Newark is New Jersey’s largest city, and is home to six major colleges and universities as well as more than a dozen cultural institutions and galleries in its vibrant downtown arts district. With NJPAC as the hub of the Festival’s activity, The Newark Museum, the New Jersey Historical Society, and the Aljira Center for Contemporary Art will serve as satellite locations for readings and events, with additional venues to be announced in April. Known for its tremendous ethnic and cultural diversity, downtown Newark is located three miles from Newark Liberty International Airport, one of the largest international airports in the United States. Downtown Newark is easily accessible by public transportation via Amtrak, New Jersey Transit, and PATH trains, and is located at the center of the New York metropolitan area.
“We are delighted to join with the Dodge Foundation and the City of Newark in hosting the Geraldine R. Dodge Poetry Festival for the second time,” said John Schreiber, President and CEO, NJPAC. “Two years ago, on four glorious days in October, the power and the poignancy of the world’s greatest poets captivated a city. There was an incredible vibe and a great sense of community. This year’s Festival promises to build on that success. We can’t wait to welcome back the many thousands of visitors to share in this celebration and experience Newark’s abundant cultural resources.”

+ + + +

- **REQUEST A**: State how many lines of the rows contain the word "polar", giving only the number.

- **PROVIDED RECORDS**:

+ + + +

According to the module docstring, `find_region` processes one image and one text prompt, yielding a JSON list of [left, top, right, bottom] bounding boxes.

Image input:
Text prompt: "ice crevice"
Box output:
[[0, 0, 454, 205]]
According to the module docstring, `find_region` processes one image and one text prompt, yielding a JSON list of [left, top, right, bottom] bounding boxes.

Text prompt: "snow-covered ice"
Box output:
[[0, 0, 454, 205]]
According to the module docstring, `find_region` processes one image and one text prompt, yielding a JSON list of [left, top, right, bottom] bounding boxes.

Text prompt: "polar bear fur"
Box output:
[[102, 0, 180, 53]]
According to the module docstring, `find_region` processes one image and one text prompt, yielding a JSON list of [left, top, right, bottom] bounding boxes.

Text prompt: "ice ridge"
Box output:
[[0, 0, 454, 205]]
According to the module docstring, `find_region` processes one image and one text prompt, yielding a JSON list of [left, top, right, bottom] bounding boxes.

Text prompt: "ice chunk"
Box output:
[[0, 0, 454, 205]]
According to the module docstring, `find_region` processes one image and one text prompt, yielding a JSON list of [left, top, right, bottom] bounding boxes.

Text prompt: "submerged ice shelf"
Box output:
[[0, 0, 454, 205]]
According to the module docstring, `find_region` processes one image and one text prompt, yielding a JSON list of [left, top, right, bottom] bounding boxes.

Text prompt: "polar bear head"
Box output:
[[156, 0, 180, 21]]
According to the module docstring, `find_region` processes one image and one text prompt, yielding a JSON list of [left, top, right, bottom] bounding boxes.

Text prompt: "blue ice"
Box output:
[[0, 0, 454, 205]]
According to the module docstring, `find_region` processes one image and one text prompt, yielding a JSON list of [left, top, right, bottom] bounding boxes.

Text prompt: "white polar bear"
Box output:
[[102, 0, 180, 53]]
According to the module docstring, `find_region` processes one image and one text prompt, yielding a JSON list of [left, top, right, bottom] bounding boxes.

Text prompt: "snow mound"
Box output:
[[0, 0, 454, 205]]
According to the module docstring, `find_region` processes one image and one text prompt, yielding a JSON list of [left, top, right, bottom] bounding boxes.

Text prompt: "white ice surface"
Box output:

+ + + +

- **REQUEST B**: Resume the passage about the Newark poetry festival, picking up after its last sentence.

- **RESPONSE A**: 3

- **RESPONSE B**:
“We are proud to welcome the Dodge Poetry Festival back to Newark,” said Newark’s Mayor, Cory A. Booker. “The festival attracts visitors and participants from across the globe who will have the opportunity to explore and contribute to the rich cultural diversity of our city. Newark has a long history of producing literary giants like Stephen Crane, Philip Roth and Amiri Baraka, and the festival continues our city’s literary tradition/history.”
Describing the overall spirit and energy of the Festival, poet-musician Kurtis Lamkin, who last participated in 2006 and is returning this October, once said, “They call it a ‘Festival, ‘ but it’s more like a carnival…and you’re the ride!” The Festival has been called “poetry heaven” by former U.S. Poet Laureate Robert Hass, “a new Woodstock” by the Christian Science Monitor, and “Wordstock” by The New York Times.